• **TAREFA CURTA 1**
No excerto sobre a catedral anglicana de Singapura, quem lançou a pedra fundamental e em que ano?
• **TAREFA CURTA 2**
Explique, com base no excerto sobre a catedral anglicana de Singapura, por que o sucessor de MacPherson escolheu o pórtico mais leve para a parte ocidental do edifício.
• **TAREFA CURTA 3**
Prossiga o excerto sobre a catedral anglicana de Singapura a partir da última frase.

• **EXCERTO**
- - - - -
Esses jantares incluiam palavras de saudação e toasts. Assim, em 1843, houve nada menos do que 14 toasts, entre êles à rainha, à memória de Santo André, à Marinha, ao Governador de Singapura, ao Presidente dos USA, à Armada, ao rei dos franceses e a memória de Th. S. Raffles.  Em 1844, realizou-se baile e supper nas novas New Public Rooms. Os escoceses em Singapura cultivavam e manifestavam os seus sentimentos patriótico-nacionais também através da música instrumental e de cantos tradicionais.

Elos com a Índia Britânica. Colonel Ronald MacPherson (1817-1869)

Se a história administrativa, religiosa e cultural dos portugueses na região não pode ser estudada sem a consideração de seus elos com a Índia Portuguesa, o mesmo se dá com aquela dos súditos do Reino Unido relativamente à Índia Britânica.

A catedral anglicana de Singapura apenas pode ser construída com o apoio administrativo, do clero, de mão de obra e de materiais da Índia.

O seu projeto e a sua realização foram devidas ao já mencionado Colonel Ronald MacPherson, nascido no Isle of Skye, Escócia, e falecido em Singapura, um militar, engenheiro-arquiteto e administrador que servira na Índia e na China.

Como mencionado, MacPherson tornou-se o primeiro Colonial Secretary quando da transformação dos Straits Settlements em Colonia da Côroa. A êle remonta a inspiração do projeto segundo as ruínas da Netley Abbey, de Hampshire, que o haviam impressionado e cuja imagem guardara na memória.

Os trabalhos foram supervisionados pelo major J. F. A MacNair. A pedra fundamental foi lançada pelo bispo de Calcutá, Daniel Wilson, em 1856. Tendo iniciado os trabalhos, com muito empenho, MacPherson foi obrigado a abandonar Singapura um ano depois. Das soluções que previra para a sua parte ocidental, a de uma torre de base quadricular e a de um pórtico mais leve, o seu sucessor escolheu esse último, considerando a fragilidade dos fundamentos.

Em 1861, ali celebrou-se o primeiro serviço religioso. O sucessor do mencionado bispo de Calcutá, G. E. L. Cotton, consagrou o edifício no dia da conversão de São Paulo, a 25 de janeiro de 1862. Foi, desde então, aclamada como a igreja anglicana de mais refinada arquitetura do Este.
- - - - -
• **DADOS APRESENTADOS**
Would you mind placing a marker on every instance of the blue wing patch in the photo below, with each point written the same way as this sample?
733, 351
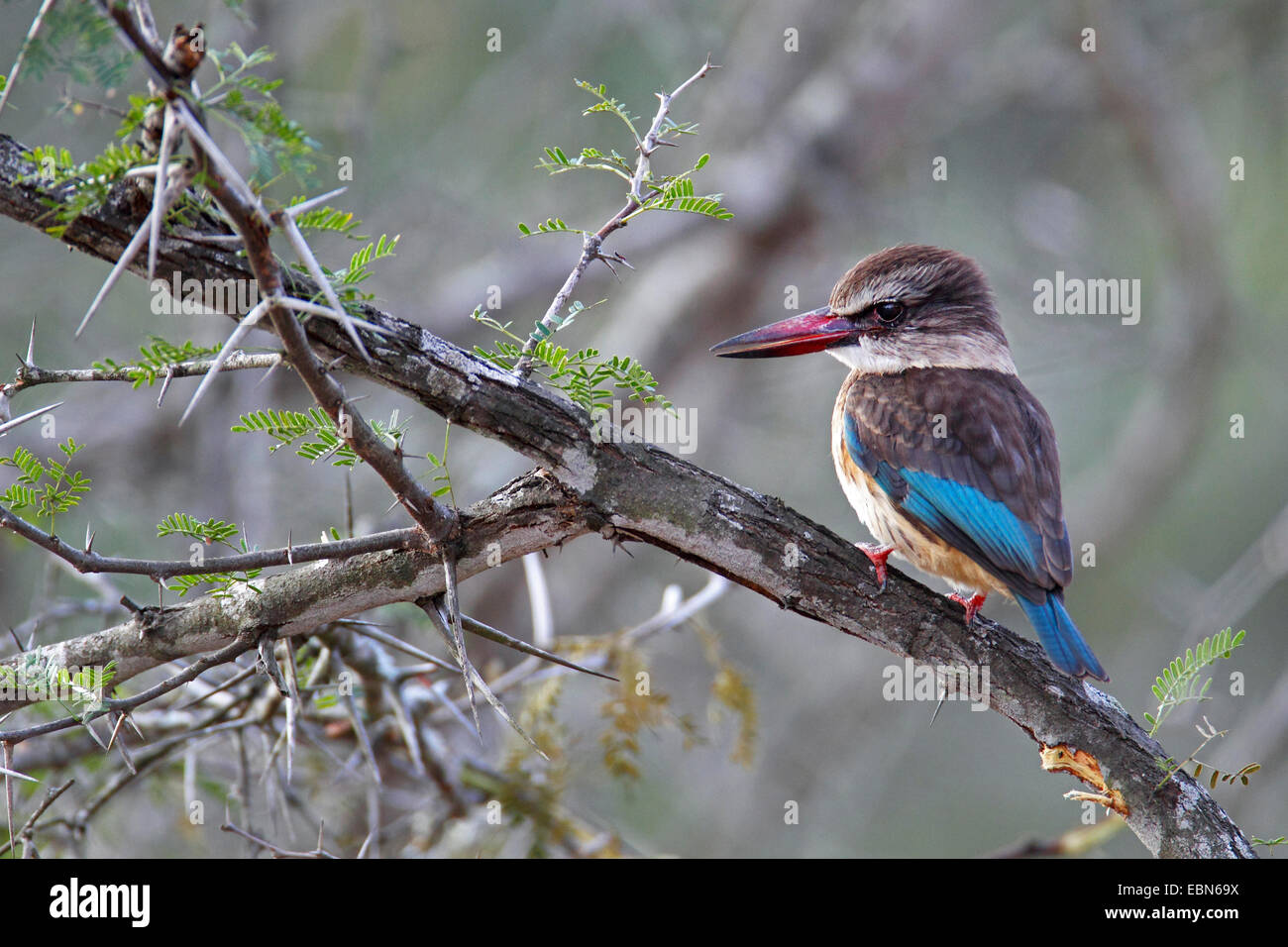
- - - - -
• **RESPOSTA 1**
O bispo de Calcutá, Daniel Wilson, em 1856.

• **RESPOSTA 2**
MacPherson havia previsto duas soluções para a parte ocidental: uma torre de base quadricular e um pórtico mais leve. Seu sucessor optou pelo pórtico por considerar a fragilidade dos fundamentos.

• **RESPOSTA 3**
A igreja foi elevada a catedral em 1869, quando passou, de Calcutá, à jurisdição da Diocese de Labuan e Sarawak. Em 1870, o Arquidiácono John Alleyne Beckles consagrou-a como catedral da Diocese então unificada. O primeiro bispo anglicano, J. Ferguson-Davie, foi nomeado em 1909.

Questão sensível: construção da catedral por convicts da Índia

A dignidade, o requinte nobre, a delicadeza e sentimental doçura que emanam da Catedral St. Andrews recebem conotações amargas quando se considera ter sido ela construída com mão-de-obra prisioneira.

Como considerado em números anteriores desta revista, referentes sobretudo a Maurício (Veja http://www.revista.brasil-europa.eu/123/Indentured_immigrants.html), a Grã-Bretanha, - que se empenhou de forma particularmente intensa no movimento de combate ao trabalho escravo -, utilizou-se intensamente do trabalho forçado de setenciados nas suas colonias.

A atenção dada à escravidão em si, ao tráfico de escravos e às condições de vida de escravos, sobretudo nos estudos culturais relativos ao Brasil e a outros países das Américas ofuscou até hoje considerações mais diferenciadas de problemas de Direitos Humanos relacionados com o trabalho penitenciário e sua ação no Colonialismo.

O uso de trabalho de prisioneiros e sua justificação correcional não foram prerrogativas da Inglaterra. Setenciados foram usados pela França, tendo sido empregados, entre outros, na Guiana Francesa e na Nova Caledônia. Os russos os enviavam à Sibéria.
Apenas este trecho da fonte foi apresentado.